━━ Text under study ━━

This much is sure: Columbus had red hair, a face covered in freckles and stood about 6 feet tall, making him a giant in his day. He was a widower and the father of two sons who sailed four times to the New World between 1492 and 1504, charting and naming almost all of the Caribbean islands in the process. He discovered South America in 1498; he did not set foot on the North American landmass until 1502. On his fourth voyage, a journey of redemption that he called “El Alto Viaje” (the High Voyage) because he successfully led his men through a biblical litany of disasters, he finally gave up his dream of finding a westward aquatic passage from Europe to Asia. Ironically, the spot where he made that decision is now the eastern mouth of the Panama Canal, which linksthe Atlantic and Pacific.

Columbus traveled as much in death as in life. His body originally was buried in Valladolid, Spain, the city where he died and the same city where Lorente will release his DNA findings.

Columbus’ body was later moved to Santo Domingo, Dominican Republic, then Cuba, then back to Spain, to Seville. The Dominican Republic claims that Columbus’ body never left that island nation, and it has built a great lighthouse tomb to house his remains. Lorente’s DNA samples are expected to prove where they truly reside, though even then, both the Dominican Republic and Spain may be right: Columbus’ bones could have been divided into two boxes by some sentimental Dominican caretaker, ensuring that at least part of the explorer would never leave the city that he founded, governed and named for his father.

━━━
━━ Recorded data ━━

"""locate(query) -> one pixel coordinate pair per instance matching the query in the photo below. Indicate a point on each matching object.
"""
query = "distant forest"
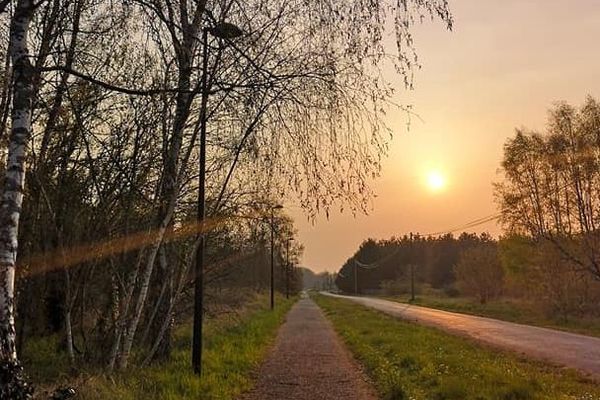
(549, 207)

━━━

▸ **What this task involves**
Answer these questions from the text about Columbus:
(a) In what year did Columbus first set foot on the North American landmass?
(b) In which city was his body originally buried?
(c) What has the Dominican Republic built to house his remains?

▸ **Output**
(a) 1502
(b) Valladolid, Spain
(c) A great lighthouse tomb